§ GIVEN TASK
Rewrite the items from the very beginning through the line with "[91,119,140,133]", requests included, scaling each bounding-box coordinate in the answers by 1.75 and rounding to whole numbers with halves going up. Leave the pictures out.

-------- DATA FOR PROCESSING --------

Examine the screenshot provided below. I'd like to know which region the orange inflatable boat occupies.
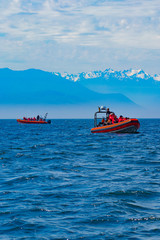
[17,119,51,124]
[91,108,140,133]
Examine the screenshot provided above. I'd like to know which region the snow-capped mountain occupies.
[56,68,160,82]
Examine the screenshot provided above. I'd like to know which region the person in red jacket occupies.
[108,113,118,124]
[118,115,125,122]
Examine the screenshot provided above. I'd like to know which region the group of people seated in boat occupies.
[23,115,44,121]
[99,108,128,126]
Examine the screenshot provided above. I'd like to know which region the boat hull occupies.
[17,119,48,124]
[91,119,140,133]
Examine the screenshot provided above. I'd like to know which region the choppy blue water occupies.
[0,119,160,240]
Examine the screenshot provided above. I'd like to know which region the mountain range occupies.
[0,68,160,117]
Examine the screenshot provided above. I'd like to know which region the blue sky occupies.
[0,0,160,74]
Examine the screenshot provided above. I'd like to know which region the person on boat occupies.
[118,115,126,122]
[109,113,118,124]
[106,108,113,121]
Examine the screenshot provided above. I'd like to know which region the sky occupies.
[0,0,160,74]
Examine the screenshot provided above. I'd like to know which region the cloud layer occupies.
[0,0,160,73]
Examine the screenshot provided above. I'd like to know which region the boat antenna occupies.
[44,113,48,120]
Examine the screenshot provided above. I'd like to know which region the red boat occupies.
[91,109,140,133]
[17,119,51,124]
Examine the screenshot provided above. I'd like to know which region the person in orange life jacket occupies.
[118,115,125,122]
[109,113,118,124]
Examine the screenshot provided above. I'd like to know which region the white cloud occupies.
[0,0,160,71]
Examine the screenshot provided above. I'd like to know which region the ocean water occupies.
[0,119,160,240]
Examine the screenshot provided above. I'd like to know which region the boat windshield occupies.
[94,110,106,127]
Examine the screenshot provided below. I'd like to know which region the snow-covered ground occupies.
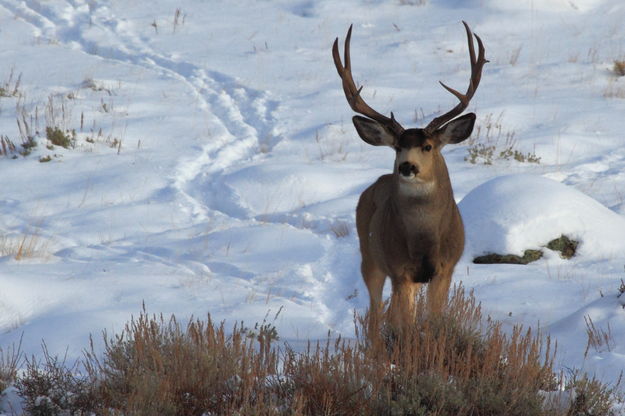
[0,0,625,400]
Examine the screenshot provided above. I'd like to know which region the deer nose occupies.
[399,162,419,176]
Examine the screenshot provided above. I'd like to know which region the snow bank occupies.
[459,174,625,259]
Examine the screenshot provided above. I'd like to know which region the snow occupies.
[0,0,625,410]
[459,173,625,260]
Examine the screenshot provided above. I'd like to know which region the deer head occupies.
[332,21,488,184]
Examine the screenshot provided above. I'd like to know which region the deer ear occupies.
[438,113,475,145]
[352,116,396,147]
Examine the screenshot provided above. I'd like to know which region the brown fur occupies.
[356,141,464,333]
[332,21,488,335]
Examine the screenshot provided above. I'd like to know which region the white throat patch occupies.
[399,179,436,197]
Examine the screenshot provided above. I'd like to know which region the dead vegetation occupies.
[473,234,579,264]
[0,289,613,416]
[464,113,540,165]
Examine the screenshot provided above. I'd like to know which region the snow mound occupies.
[459,174,625,258]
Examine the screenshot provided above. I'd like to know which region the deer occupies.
[332,21,488,337]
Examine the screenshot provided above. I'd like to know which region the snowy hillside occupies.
[0,0,625,398]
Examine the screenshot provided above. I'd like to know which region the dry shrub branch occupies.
[9,289,613,416]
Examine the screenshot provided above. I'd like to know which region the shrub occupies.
[12,289,614,416]
[612,59,625,77]
[46,126,76,149]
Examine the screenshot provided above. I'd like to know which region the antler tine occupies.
[332,25,404,135]
[424,20,488,133]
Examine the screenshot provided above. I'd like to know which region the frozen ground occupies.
[0,0,625,404]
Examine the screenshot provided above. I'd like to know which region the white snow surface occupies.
[459,174,625,259]
[0,0,625,406]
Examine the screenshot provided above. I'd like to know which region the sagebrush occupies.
[4,290,614,416]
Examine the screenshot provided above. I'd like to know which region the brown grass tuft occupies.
[9,289,613,416]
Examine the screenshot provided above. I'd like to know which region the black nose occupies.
[399,162,419,176]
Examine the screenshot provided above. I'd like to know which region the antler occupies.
[423,20,488,134]
[332,25,404,136]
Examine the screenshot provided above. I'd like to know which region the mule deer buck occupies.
[332,21,488,336]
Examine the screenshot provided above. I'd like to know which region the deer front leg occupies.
[389,274,420,333]
[361,260,386,340]
[427,266,453,313]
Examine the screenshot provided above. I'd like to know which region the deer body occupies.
[333,22,487,335]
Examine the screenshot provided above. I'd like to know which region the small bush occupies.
[0,68,22,97]
[612,59,625,77]
[0,340,22,395]
[46,127,76,149]
[16,345,96,416]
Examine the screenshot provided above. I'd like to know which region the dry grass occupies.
[0,68,22,97]
[0,339,22,394]
[612,59,625,77]
[464,113,540,165]
[3,290,613,416]
[584,316,614,357]
[0,231,50,260]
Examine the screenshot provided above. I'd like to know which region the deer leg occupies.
[427,267,453,313]
[390,275,420,332]
[361,261,386,338]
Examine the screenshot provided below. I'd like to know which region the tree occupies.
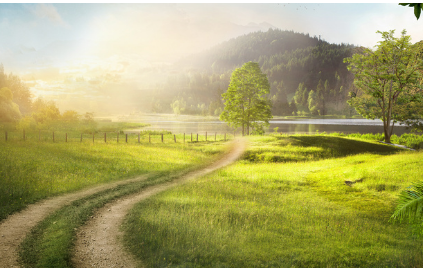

--------

§ FINISHED TASK
Examine the screenshot provided below. I'd like to know which region the orange inflatable boat occupies.
[30,208,89,217]
[159,189,245,233]
Examine the screenshot provided above. I'd like to know which region the snow-capped mountain occupies.
[98,119,280,144]
Examine the screenshot provided above. I'd like to know which region the person in red jacket occupies.
[189,198,207,217]
[207,201,219,214]
Examine the screenshot provided above. I'd like to know which region the group of people seated in boat occupies.
[40,201,77,212]
[173,189,224,221]
Examine the screenshot provided above. I'd like to know which region the boat hull occupies.
[30,208,84,217]
[159,208,245,233]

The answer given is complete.